- _TEXT SECTION_:
----------

- Coat of arms
- Location of Riegel within Emmendingen district
- Location of Riegel
- Riegel Riegel
- Coordinates: 48°9′2″N 7°45′0″E﻿ / ﻿48.15056°N 7.75000°E
- Country: Germany
- State: Baden-Württemberg
- Admin. region: Freiburg
- District: Emmendingen

Government
- • Mayor (2018–26): Daniel Kietz

Area
- • Total: 18.33 km^{2} (7.08 sq mi)
- Elevation: 195 m (640 ft)

Population (2023-12-31)
- • Total: 4,153
- • Density: 226.6/km^{2} (586.8/sq mi)
- Time zone: UTC+01:00 (CET)
- • Summer (DST): UTC+02:00 (CEST)
- Postal codes: 79359
- Dialling codes: 07642
- Vehicle registration: EM
- Website: www.gemeinde-riegel.de

= Riegel am Kaiserstuhl =

Riegel am Kaiserstuhl (/de/, lit. 'Riegel on the Kaiserstuhl') is a municipality in the district of Emmendingen in Baden-Württemberg, Germany. It lies 8 km northwest of Emmendingen, and is accessed by the motorway A5 (Karlsruhe - Basel).

==Education==
Riegel provides its citizens education with the Michaelschule that consists of both a Grund- and a Hauptschule.

----------

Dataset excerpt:
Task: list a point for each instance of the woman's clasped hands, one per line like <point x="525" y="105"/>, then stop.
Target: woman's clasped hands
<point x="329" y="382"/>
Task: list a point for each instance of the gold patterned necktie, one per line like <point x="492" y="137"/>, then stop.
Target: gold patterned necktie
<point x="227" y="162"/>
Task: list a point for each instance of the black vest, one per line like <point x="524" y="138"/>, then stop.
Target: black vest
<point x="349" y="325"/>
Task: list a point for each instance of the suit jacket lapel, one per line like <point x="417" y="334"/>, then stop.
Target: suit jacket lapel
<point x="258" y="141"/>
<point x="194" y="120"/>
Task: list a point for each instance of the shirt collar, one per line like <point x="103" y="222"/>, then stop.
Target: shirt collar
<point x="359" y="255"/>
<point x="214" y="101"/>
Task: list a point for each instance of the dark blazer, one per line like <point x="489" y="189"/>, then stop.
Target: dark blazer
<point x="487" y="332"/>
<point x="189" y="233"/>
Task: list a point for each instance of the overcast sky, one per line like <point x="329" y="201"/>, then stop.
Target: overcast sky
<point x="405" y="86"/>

----------

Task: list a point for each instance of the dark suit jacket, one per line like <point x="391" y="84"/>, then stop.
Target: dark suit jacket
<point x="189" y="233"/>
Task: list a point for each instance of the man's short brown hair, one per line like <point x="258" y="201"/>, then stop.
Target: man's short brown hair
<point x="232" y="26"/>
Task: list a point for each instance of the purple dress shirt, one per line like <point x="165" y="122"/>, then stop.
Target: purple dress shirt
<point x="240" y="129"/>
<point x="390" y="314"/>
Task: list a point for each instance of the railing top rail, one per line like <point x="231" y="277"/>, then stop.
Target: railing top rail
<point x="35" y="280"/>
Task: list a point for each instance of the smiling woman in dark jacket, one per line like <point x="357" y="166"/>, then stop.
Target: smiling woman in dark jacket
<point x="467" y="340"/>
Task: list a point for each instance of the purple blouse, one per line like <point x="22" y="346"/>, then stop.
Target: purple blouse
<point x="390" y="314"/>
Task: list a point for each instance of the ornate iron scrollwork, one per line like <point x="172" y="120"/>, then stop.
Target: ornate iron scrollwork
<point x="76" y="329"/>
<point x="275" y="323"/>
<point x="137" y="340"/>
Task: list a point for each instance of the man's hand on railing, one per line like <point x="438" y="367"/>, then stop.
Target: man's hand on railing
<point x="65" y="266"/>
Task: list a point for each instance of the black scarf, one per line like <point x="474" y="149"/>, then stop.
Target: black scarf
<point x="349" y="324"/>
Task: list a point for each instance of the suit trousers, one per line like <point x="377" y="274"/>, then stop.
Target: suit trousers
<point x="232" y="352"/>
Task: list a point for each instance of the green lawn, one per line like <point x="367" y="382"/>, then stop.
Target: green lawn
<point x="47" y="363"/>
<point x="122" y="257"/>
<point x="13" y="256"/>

----------

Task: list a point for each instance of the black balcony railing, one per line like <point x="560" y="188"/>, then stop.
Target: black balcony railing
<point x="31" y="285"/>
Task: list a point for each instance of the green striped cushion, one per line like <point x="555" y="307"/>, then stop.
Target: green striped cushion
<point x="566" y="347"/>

----------

- _LIST OF TASKS_:
(a) From the Riegel am Kaiserstuhl text, list the administrative units named in the country, state, admin. region, and district entries.
(b) Write a continuation of the Riegel am Kaiserstuhl text that picks up after its last sentence.

- _EXERCISE ANSWERS_:
(a) Germany, Baden-Württemberg, Freiburg, Emmendingen

(b)
==Roman ruins==
A Mithraeum was unearthed in the residential neighborhoods of Riegel. A reconstruction of the temple was placed there, and the original artifacts can be seen at the museum in Freiburg im Breisgau.

==Municipal partnership==
- Champhol, Eure-et-Loir, France, since 1995

==Museum==
The Kunsthalle Messmer is a museum exhibiting art from the 20th and 21st century. It is located in a former brewery building and includes a sculpture garden.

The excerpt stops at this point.